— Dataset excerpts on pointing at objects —
-.-.-

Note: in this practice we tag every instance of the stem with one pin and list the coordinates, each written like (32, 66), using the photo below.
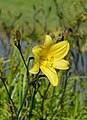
(19, 48)
(25, 95)
(42, 107)
(8, 94)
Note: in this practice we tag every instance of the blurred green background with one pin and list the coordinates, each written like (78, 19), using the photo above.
(34, 19)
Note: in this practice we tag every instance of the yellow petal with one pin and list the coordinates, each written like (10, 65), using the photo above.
(37, 52)
(59, 50)
(50, 73)
(48, 41)
(35, 69)
(61, 64)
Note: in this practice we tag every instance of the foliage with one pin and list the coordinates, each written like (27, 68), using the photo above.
(42, 101)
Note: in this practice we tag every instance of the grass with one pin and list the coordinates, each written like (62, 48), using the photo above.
(67, 101)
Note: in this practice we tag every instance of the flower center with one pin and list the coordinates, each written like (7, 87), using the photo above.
(46, 61)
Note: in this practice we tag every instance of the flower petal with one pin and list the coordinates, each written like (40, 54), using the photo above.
(48, 41)
(59, 50)
(61, 64)
(50, 73)
(37, 52)
(35, 69)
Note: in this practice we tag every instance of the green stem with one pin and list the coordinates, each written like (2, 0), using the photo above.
(8, 94)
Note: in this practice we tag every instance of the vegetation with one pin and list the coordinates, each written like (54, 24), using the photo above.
(24, 24)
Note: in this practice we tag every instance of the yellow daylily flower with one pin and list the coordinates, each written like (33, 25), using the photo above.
(49, 57)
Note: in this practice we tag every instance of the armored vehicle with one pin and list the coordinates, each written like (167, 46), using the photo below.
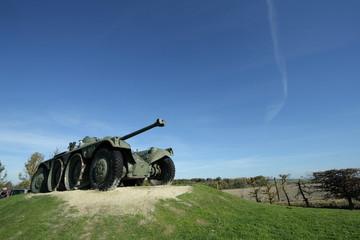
(104, 164)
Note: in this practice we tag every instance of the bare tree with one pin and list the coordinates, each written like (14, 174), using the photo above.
(256, 183)
(283, 183)
(277, 189)
(304, 190)
(30, 168)
(343, 183)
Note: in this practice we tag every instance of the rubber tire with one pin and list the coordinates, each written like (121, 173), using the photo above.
(43, 188)
(114, 166)
(167, 172)
(131, 183)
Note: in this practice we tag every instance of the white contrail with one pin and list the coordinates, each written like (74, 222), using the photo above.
(274, 109)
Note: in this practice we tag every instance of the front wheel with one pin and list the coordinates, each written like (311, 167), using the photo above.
(106, 169)
(165, 172)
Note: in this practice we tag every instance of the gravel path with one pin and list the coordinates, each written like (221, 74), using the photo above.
(123, 200)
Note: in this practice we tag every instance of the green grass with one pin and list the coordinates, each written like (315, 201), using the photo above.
(206, 213)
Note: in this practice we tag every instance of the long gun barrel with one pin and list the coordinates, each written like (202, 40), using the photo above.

-.-.-

Copy out all of the lines above word for word, leaving out the pictures.

— Answer to this task —
Note: in this practice we tag every instance of the stem with one pin and list the coordinates, each written like (32, 66), using the photo below.
(19, 48)
(25, 95)
(42, 107)
(8, 94)
Note: in this practice we tag every instance of the blurred green background with one pin and list the coordinates, each written like (78, 19), using the photo above.
(34, 19)
Note: in this practice we tag every instance of the yellow petal with one pin and list the coordinates, each written like (10, 65), using the photo above.
(37, 52)
(59, 50)
(50, 73)
(48, 41)
(35, 69)
(61, 64)
Note: in this practice we tag every instance of the foliage with one pin and list the coordinates, each written like (27, 68), using the photo above.
(42, 101)
Note: in this practice we tag every instance of the grass with one pin and list the coordinates, each written like (62, 48), using the photo above.
(67, 101)
Note: in this practice we tag every instance of the flower center with one pin and list the coordinates, each written like (7, 87), using the photo above.
(46, 61)
Note: in this practice we tag every instance of the flower petal with one pin and list the coordinates, each written like (40, 54), using the photo above.
(48, 41)
(59, 50)
(61, 64)
(50, 73)
(37, 52)
(35, 69)
Note: in this practice we tag every instance of the green stem with one pin and list the coordinates, each written like (2, 0), using the photo above.
(8, 94)
Note: in this practice we tag every instance of the vegetation with one pin and list the coordinates, each written like (54, 24), using the photo above.
(24, 24)
Note: in this practice we tag every instance of the yellow daylily flower with one pin and list the coordinates, each written like (33, 25), using the photo above.
(49, 57)
Note: in this practice we tag every instance of the armored vehicle with one pin and list the coordinates, each written like (167, 46), using the photo below.
(104, 164)
Note: in this practice we tag every instance of the bare tree with one pin and list the coordinates, each written like (14, 174), using the photo above.
(256, 183)
(283, 183)
(277, 189)
(304, 190)
(30, 168)
(343, 183)
Note: in this practice we tag every instance of the rubber tire with one pin and list the coordinates, each written like (121, 173), using the photo above.
(43, 188)
(114, 166)
(167, 172)
(131, 183)
Note: in this practice we tag every instance of the white contrail with one pin and list the coordinates, each written like (74, 222), using the photo above.
(274, 109)
Note: in this practice we tag every instance of the front wheel with one pin and list the coordinates, each written like (311, 167), using the photo above.
(106, 169)
(165, 172)
Note: in this practice we tag every instance of the gravel path with one pin and list the coordinates, each written like (221, 74), using the photo above.
(123, 200)
Note: in this practice we tag every instance of the green grass with one pin and list the coordinates, each written like (315, 201), using the photo above.
(206, 213)
Note: in this practice we tag every instance of the long gun barrel with one pin and list the coordinates, each written like (202, 40), using the photo above.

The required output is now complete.